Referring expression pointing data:
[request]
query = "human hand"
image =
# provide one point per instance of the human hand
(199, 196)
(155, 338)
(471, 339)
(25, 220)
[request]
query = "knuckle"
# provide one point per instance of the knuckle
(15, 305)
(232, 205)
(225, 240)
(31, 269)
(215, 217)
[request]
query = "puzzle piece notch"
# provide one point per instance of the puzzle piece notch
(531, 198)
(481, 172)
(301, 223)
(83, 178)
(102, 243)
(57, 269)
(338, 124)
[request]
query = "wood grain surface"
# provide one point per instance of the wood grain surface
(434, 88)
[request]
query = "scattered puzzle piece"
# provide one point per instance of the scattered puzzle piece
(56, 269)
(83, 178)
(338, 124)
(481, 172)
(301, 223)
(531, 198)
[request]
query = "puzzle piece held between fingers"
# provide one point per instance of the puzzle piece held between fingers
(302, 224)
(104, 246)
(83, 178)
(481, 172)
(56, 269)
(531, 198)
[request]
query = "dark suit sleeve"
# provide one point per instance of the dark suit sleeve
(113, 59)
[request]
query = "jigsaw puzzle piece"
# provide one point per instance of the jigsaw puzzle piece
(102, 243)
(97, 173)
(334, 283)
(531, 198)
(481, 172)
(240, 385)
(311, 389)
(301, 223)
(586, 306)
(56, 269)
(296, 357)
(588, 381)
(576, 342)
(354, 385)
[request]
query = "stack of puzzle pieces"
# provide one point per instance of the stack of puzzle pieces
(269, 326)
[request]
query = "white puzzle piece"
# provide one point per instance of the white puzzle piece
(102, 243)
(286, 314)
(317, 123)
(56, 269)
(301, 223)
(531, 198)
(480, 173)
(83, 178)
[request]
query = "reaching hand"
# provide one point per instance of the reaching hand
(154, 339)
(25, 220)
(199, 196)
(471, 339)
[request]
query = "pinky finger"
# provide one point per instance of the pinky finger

TASK: Within the data above, how many lines include the string "query"? Answer with the number by itself.

SOLVED PROBLEM: 12